[指示] 以下の記録で、文字列「peacock」を含む行はいくつあるか、その数だけを答えなさい。大文字と小文字は区別する。

--- --- ---

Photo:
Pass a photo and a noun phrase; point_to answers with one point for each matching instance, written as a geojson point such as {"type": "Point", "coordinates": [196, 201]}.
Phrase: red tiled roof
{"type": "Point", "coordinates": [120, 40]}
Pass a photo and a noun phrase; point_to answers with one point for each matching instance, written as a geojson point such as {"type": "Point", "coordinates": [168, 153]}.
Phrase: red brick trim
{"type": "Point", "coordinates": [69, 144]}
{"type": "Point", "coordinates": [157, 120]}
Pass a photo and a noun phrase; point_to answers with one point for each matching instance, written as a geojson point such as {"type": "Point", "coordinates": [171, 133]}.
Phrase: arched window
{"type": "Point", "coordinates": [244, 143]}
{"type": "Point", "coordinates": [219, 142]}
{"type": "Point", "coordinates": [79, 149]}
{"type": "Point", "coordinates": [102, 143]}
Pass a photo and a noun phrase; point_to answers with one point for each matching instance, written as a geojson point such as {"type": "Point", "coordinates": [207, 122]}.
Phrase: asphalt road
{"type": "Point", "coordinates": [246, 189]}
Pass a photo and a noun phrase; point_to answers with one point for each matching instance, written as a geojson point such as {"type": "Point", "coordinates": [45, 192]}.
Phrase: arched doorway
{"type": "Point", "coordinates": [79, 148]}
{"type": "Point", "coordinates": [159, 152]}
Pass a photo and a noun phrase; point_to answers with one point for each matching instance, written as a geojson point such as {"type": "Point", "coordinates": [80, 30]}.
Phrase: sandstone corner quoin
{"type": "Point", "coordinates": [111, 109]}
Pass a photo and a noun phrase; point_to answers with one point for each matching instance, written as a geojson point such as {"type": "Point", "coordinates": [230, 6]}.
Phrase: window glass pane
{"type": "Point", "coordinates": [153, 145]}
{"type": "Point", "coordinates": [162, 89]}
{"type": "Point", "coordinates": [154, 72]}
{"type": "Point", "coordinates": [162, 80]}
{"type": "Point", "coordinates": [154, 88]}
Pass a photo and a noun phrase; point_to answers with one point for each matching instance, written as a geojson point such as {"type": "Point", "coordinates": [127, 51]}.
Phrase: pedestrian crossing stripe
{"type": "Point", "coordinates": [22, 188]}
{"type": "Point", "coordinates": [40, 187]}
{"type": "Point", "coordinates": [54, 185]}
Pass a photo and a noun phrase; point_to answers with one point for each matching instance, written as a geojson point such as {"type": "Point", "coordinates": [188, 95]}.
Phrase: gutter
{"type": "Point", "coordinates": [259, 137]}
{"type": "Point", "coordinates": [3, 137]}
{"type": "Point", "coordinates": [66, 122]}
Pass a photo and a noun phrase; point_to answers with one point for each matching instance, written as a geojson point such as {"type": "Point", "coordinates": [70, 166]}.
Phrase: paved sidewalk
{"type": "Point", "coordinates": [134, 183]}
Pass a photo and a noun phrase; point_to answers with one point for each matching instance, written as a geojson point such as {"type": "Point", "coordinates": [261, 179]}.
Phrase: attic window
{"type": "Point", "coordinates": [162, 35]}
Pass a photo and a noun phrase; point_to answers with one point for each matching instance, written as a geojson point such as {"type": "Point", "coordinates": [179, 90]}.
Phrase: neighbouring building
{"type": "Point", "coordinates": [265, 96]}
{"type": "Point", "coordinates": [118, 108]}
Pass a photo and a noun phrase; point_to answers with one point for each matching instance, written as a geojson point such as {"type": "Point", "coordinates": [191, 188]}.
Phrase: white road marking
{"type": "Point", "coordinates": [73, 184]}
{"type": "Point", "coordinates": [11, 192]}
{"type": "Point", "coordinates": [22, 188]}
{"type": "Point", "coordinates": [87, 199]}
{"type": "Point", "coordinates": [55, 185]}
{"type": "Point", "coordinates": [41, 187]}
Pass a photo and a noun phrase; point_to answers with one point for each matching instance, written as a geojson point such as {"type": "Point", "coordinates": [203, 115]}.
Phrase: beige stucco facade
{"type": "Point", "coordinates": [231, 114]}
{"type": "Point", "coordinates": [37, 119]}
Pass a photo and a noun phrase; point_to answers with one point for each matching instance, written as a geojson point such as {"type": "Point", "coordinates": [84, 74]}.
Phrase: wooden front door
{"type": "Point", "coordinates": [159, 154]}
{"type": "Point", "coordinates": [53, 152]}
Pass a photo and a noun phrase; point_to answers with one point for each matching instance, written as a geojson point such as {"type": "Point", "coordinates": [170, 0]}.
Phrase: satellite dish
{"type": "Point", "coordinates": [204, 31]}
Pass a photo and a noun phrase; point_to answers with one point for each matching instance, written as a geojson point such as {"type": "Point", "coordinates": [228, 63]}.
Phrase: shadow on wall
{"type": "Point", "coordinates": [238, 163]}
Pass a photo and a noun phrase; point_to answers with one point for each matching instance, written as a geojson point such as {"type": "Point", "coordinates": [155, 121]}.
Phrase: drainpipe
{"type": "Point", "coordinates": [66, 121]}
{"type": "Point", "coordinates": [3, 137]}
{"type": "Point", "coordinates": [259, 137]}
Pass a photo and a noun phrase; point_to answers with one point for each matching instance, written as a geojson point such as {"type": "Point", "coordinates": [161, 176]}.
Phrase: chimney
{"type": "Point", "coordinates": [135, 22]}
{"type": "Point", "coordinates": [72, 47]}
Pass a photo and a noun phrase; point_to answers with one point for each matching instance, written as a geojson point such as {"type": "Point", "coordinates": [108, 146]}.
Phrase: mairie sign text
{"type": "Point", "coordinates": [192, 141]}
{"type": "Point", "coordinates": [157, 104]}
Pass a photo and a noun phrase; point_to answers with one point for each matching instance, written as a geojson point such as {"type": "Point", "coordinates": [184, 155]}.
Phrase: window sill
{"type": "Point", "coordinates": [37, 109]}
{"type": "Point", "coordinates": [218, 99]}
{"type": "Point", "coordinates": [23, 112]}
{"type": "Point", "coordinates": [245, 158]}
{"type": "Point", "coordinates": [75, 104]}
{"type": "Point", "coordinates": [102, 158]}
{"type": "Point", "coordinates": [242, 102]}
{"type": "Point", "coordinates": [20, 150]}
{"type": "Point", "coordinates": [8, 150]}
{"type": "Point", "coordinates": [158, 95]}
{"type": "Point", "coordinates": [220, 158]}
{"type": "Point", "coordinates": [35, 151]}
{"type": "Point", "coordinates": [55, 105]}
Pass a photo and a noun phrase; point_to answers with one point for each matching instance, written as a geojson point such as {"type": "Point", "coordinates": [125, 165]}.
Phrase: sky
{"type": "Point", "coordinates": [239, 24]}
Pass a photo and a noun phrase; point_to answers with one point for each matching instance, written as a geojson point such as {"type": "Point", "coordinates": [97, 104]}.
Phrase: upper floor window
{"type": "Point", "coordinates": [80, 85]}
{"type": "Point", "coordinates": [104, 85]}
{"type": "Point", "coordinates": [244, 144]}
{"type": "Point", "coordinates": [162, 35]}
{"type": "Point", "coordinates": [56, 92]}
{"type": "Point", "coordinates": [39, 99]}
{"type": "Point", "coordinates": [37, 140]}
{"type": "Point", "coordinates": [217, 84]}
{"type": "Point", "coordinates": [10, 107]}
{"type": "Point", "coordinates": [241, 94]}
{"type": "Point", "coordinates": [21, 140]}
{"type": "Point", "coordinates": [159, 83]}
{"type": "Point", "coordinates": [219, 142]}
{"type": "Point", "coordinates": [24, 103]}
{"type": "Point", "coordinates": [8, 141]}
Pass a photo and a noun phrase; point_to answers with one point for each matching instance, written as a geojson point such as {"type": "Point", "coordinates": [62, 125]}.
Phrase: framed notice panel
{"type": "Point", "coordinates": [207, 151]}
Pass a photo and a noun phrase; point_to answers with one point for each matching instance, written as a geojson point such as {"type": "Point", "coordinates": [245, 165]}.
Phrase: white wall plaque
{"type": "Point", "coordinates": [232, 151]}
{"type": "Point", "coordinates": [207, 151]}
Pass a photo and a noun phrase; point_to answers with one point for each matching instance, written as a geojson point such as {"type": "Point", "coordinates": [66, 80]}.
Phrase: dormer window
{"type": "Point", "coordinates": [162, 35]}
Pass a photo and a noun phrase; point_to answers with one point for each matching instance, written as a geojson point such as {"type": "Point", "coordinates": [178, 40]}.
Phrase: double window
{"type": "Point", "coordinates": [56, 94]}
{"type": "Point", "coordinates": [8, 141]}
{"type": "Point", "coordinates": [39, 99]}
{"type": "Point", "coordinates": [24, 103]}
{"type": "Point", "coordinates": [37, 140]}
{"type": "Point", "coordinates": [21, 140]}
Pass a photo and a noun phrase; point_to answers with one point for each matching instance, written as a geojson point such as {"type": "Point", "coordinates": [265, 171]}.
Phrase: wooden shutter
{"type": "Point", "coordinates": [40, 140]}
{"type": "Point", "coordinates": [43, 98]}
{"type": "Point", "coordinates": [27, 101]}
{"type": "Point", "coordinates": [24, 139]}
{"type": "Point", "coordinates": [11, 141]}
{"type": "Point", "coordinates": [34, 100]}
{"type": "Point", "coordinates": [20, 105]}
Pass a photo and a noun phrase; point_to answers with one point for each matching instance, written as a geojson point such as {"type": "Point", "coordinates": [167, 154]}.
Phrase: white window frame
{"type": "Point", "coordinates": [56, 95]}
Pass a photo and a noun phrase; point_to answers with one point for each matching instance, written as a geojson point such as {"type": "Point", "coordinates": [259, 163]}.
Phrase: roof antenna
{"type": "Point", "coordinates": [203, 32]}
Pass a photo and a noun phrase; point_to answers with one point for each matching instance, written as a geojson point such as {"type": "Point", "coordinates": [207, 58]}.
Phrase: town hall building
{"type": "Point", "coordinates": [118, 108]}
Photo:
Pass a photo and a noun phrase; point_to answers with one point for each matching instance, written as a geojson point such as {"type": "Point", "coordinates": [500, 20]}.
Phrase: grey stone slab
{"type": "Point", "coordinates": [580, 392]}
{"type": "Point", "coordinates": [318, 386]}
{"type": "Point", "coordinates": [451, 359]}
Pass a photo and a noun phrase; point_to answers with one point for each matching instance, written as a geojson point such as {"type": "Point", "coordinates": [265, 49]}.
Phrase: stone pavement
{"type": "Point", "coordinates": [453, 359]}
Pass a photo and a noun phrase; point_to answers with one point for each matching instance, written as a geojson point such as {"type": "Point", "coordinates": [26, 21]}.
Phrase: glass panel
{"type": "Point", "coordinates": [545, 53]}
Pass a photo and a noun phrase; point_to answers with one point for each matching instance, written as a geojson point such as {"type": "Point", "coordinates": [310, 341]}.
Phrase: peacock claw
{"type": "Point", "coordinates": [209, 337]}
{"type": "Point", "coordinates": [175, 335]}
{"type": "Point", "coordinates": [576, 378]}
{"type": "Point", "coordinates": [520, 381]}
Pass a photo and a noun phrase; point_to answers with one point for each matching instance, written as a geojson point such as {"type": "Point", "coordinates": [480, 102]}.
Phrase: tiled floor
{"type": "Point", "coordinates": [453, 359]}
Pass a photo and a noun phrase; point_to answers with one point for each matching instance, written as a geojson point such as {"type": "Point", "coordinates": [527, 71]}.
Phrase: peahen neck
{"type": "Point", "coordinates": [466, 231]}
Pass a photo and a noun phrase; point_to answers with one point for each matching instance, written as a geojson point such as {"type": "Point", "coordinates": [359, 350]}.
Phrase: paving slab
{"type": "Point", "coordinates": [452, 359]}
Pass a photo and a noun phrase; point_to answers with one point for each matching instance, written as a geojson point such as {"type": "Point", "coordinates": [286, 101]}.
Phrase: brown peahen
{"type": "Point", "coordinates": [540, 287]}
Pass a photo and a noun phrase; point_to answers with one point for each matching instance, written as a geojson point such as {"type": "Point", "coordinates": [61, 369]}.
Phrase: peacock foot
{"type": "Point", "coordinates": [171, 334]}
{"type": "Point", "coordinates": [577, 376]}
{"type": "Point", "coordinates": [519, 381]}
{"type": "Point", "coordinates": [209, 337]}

--- --- ---

[出力] 2